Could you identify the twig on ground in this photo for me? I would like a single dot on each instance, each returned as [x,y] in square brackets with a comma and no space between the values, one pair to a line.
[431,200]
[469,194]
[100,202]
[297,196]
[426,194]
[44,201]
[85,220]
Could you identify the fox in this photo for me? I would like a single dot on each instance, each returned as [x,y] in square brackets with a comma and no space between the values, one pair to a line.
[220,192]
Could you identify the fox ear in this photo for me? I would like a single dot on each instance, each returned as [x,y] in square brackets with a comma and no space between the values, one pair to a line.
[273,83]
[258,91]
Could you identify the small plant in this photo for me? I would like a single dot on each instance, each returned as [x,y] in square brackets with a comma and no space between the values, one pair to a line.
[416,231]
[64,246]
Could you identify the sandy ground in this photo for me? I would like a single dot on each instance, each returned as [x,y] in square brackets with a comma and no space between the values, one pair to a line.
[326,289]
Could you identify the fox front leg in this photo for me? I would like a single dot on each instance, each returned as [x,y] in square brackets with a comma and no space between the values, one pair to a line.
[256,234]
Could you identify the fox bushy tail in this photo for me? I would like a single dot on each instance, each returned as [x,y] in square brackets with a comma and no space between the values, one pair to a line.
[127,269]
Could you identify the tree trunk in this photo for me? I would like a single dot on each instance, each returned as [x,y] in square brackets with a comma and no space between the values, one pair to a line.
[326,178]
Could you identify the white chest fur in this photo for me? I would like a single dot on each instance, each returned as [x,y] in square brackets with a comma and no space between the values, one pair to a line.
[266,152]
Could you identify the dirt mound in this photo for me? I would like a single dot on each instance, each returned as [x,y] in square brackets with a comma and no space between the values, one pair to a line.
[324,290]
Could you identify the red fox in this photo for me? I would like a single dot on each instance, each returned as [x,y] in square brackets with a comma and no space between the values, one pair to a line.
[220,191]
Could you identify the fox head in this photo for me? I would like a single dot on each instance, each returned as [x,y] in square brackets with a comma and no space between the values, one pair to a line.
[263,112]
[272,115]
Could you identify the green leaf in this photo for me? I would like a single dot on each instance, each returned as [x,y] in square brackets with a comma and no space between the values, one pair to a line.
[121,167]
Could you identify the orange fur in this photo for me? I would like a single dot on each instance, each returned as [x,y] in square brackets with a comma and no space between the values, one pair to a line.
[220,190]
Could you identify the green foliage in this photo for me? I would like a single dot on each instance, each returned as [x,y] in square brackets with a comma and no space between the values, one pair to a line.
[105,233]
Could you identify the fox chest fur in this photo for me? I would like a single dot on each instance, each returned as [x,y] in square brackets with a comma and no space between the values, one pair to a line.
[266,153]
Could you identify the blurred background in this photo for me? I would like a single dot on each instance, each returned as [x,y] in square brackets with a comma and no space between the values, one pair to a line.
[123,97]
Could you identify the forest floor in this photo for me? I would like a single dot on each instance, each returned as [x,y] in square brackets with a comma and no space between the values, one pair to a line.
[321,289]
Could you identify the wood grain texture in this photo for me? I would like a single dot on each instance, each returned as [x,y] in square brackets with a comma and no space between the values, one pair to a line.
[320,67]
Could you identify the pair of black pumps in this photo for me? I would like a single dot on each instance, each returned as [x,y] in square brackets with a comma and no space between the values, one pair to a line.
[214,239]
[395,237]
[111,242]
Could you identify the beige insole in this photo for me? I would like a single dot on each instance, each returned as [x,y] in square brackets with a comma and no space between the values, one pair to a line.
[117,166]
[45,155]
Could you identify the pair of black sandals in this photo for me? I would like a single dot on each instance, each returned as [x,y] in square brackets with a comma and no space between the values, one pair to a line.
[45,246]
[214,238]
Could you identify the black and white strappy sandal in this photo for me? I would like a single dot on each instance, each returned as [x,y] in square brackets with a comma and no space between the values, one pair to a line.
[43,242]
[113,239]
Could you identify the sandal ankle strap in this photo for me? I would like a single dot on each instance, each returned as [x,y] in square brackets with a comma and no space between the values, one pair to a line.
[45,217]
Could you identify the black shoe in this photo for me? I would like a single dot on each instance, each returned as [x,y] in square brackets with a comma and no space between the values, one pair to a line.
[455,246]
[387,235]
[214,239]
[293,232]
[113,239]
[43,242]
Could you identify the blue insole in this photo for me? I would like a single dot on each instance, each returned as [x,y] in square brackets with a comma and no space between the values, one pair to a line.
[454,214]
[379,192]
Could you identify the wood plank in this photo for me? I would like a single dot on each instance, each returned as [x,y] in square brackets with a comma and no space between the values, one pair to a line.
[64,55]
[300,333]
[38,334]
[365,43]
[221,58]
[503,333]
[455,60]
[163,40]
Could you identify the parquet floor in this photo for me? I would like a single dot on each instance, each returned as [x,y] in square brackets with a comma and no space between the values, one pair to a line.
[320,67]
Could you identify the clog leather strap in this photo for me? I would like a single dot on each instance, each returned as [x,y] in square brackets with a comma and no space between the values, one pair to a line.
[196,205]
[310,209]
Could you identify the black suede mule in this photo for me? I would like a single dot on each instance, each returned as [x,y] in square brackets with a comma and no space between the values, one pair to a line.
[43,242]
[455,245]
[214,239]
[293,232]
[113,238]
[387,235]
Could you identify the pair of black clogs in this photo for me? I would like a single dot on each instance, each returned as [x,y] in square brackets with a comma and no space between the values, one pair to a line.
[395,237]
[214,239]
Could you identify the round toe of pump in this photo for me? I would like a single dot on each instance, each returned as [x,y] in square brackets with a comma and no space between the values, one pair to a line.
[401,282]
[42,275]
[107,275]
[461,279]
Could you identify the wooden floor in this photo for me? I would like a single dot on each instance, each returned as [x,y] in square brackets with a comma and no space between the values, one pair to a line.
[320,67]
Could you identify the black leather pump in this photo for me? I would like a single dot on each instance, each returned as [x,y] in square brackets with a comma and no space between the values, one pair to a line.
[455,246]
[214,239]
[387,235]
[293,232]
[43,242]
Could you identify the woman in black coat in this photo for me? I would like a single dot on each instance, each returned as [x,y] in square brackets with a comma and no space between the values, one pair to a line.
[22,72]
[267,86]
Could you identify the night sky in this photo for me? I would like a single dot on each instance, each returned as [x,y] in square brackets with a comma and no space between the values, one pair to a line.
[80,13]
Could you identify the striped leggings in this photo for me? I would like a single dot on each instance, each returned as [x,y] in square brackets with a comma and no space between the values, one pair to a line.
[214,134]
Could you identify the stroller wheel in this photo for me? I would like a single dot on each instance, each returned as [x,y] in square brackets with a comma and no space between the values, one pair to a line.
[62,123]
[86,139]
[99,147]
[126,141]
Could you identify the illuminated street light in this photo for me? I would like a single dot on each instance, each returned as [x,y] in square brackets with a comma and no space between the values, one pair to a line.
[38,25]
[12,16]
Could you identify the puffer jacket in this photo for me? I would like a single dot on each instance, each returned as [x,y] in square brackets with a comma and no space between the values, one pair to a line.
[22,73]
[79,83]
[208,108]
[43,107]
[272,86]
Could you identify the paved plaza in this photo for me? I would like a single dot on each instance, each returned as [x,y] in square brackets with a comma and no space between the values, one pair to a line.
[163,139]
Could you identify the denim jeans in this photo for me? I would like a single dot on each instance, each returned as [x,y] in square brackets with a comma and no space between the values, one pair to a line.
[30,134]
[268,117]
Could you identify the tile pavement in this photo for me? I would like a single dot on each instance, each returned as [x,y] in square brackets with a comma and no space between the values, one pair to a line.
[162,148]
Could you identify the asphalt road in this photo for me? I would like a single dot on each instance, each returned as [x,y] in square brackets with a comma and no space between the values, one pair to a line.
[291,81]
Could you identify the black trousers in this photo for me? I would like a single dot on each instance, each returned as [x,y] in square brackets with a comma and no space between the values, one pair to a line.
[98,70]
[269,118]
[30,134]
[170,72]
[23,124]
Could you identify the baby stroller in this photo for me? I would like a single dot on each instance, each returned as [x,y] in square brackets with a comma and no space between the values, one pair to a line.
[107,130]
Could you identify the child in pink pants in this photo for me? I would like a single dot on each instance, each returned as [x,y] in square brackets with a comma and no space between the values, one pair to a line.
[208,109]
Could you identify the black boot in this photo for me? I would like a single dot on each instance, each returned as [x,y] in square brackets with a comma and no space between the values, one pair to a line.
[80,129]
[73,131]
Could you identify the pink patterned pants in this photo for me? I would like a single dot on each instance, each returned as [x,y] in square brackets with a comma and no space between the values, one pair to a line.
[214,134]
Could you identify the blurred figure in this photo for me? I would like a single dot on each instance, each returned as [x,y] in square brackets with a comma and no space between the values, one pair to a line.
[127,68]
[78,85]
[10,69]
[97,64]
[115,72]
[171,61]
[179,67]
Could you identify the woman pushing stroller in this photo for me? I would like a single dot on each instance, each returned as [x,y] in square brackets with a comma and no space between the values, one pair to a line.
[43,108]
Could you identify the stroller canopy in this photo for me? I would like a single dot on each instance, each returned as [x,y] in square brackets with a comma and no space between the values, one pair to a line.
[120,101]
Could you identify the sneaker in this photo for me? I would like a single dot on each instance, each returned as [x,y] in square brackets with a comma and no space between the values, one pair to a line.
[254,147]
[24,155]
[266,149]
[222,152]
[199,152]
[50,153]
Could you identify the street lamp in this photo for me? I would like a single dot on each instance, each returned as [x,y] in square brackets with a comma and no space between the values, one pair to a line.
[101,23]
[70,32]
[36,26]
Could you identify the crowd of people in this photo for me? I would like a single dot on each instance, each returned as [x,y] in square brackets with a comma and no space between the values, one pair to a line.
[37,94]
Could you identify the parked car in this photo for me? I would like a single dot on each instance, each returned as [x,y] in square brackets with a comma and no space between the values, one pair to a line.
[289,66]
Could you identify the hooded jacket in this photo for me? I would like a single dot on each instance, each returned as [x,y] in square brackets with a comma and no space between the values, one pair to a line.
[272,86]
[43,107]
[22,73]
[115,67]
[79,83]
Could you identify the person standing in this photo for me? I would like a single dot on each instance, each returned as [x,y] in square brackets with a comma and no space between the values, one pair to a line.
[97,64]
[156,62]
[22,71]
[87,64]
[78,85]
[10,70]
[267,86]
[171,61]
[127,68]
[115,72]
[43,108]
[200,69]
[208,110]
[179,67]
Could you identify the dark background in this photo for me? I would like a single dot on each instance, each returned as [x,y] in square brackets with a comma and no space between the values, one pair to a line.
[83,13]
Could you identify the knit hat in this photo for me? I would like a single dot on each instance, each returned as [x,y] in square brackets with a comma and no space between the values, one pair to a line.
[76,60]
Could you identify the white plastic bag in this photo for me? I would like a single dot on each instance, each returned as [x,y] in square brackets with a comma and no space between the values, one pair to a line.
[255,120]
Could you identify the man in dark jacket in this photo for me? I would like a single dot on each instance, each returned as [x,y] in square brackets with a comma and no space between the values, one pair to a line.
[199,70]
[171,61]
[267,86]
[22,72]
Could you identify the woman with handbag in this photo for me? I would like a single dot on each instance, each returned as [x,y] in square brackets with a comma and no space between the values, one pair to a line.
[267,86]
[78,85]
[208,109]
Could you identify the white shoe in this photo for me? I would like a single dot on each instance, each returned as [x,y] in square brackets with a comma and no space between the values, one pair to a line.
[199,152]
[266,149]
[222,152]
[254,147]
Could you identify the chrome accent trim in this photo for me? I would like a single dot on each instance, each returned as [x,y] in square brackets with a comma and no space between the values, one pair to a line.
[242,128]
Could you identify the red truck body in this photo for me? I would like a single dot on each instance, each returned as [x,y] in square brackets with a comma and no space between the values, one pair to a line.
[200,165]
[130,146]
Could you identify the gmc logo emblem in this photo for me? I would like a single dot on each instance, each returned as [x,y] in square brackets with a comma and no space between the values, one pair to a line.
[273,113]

==*==

*What to do*: Retype only the lines running from the line with "Could you identify the red truck" to the end of the listing, including both of those lines.

*Result below*:
Could you identify the red truck body in this photo for me? I would like a single dot on each instance, each returned as [x,y] in square brackets with a comma and no space between the values, one pair to a line.
[200,165]
[130,146]
Could you identify the gmc logo emblem in this photo for me? I would like a single dot on each instance, each returned as [x,y] in square brackets with a comma and no space between the values, one pair to a line.
[273,113]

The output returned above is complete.